Bizi hangi program yönetiyor?

Bugün çok saygı duyduğum bir iş adamı ile sohbet ediyoruz. “Dünya sınıfta kaldı. Avrupa sınıfta kaldı. İnsanların ne kadar bencil olduğu ortaya çıktı. Herkes kendisini düşünüyor. Trump bile seçimlere yatırım yapıyor.”dedi.

“Hangi ülkede farklı ki !”

Kişisel gelişimci olarak bu sözlere yorumum; insan zaten bencil bir varlıktır. Bulunduğu ortama göre şekil alır.

Bu krizde en önemli faydayı aile yaşamına dönerek kazandık. Kadınlar tekrar temizlik ve yemek yapmaya; erkekler de ev işlerine katkıda bulunmaya başladılar. Ailece birlikte yemek yeniyor, daha çok sohbet ediliyor. Bu yaşam biçimi aslında çok uzaklaştığımız bazı değerlerimizi geri kazandırıyor.

Bir toplumda birlik ve beraberlik yok ise, burada halkı olduğu kadar o ülkeyi yöneten liderleri de sorgulamak lazım. Birlik ve beraberlik duygusu değerlerle alakalıdır.

Bu yazımda, Internette elden ele dolaşan, “ Corona günlerinde kim olmak istiyorum?” dairesini sevgili Reyhan İldaş ile birlikte yorumladık.

Kişisel gelişim danışmanı Reyhan İldaş’ın yorumu şöyle:
“Seçimlerimiz bizi biz yapanlardır.
Corona günlerinde konfor alanında kalmak sana daha kolay ve rahat gelebilir.
Çünkü orası senin alıştığın alandır.
Beynimizin ilkel kısmı olan “amigdala” bizi alışkanlıklarımızdan çıkarmak istemez,
çünkü bu alanın dışını risk olarak görür.
Beyin yeni bir şeyi 21 günde öğrenir. Yani öğrenmek istediğin yeni şeyler şu an sana 21 gün sonra artık alışkanlığa dönecek demektir. O zaman sadece bir şey ile başlayabilirsin.
Seni sen mi yönetiyor yoksa korkuların mı ?”

Seçimlerimiz bizim bilinçaltı programımız veya alışkanlıklarımızdır.

- Yapılacak iş -
Korona günleri ve alışkanlıklar üzerine yukarıdaki yazının "Bu krizde en" sözlerinin geçtiği yerle başlayıp "bizi biz yapanlardır." ile biten bölümünü kelimesi kelimesine aktarın.

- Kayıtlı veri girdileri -
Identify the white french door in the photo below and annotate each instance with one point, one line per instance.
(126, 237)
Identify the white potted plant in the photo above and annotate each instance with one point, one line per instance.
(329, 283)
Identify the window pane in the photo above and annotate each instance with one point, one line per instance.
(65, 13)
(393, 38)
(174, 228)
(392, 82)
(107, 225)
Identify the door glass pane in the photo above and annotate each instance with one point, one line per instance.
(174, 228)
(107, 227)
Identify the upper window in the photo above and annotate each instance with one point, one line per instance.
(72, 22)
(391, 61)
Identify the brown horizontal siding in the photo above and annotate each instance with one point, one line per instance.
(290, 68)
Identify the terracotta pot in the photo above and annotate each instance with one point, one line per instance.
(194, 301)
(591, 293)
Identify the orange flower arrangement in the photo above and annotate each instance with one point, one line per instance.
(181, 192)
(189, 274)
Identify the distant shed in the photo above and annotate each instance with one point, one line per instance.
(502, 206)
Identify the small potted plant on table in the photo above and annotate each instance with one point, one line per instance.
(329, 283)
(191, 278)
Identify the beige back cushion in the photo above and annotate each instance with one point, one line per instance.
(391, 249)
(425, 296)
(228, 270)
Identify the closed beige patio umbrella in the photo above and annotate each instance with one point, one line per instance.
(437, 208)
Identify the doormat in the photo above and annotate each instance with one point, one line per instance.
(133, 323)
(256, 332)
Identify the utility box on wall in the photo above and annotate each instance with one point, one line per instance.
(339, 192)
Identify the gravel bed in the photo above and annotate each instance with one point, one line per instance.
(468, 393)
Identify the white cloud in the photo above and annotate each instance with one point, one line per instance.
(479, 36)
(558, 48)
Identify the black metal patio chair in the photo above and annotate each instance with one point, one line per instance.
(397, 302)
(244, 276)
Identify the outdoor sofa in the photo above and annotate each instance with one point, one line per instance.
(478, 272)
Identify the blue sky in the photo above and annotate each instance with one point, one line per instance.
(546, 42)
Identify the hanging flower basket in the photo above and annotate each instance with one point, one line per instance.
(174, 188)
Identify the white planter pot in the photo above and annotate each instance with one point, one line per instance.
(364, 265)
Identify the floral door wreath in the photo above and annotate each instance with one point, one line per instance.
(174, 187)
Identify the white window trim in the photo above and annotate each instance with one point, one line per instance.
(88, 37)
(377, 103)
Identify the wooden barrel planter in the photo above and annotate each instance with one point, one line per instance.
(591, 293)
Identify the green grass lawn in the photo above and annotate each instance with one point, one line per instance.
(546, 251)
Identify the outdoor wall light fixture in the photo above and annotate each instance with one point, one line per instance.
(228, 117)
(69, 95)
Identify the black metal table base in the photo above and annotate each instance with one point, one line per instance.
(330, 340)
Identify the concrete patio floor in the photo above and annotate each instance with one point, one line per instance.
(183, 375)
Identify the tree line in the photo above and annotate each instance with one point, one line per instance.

- Alıştırmanın çözümü -
Bu krizde en önemli faydayı aile yaşamına dönerek kazandık. Kadınlar tekrar temizlik ve yemek yapmaya; erkekler de ev işlerine katkıda bulunmaya başladılar. Ailece birlikte yemek yeniyor, daha çok sohbet ediliyor. Bu yaşam biçimi aslında çok uzaklaştığımız bazı değerlerimizi geri kazandırıyor.

Bir toplumda birlik ve beraberlik yok ise, burada halkı olduğu kadar o ülkeyi yöneten liderleri de sorgulamak lazım. Birlik ve beraberlik duygusu değerlerle alakalıdır.

Bu yazımda, Internette elden ele dolaşan, “ Corona günlerinde kim olmak istiyorum?” dairesini sevgili Reyhan İldaş ile birlikte yorumladık.

Kişisel gelişim danışmanı Reyhan İldaş’ın yorumu şöyle:
“Seçimlerimiz bizi biz yapanlardır.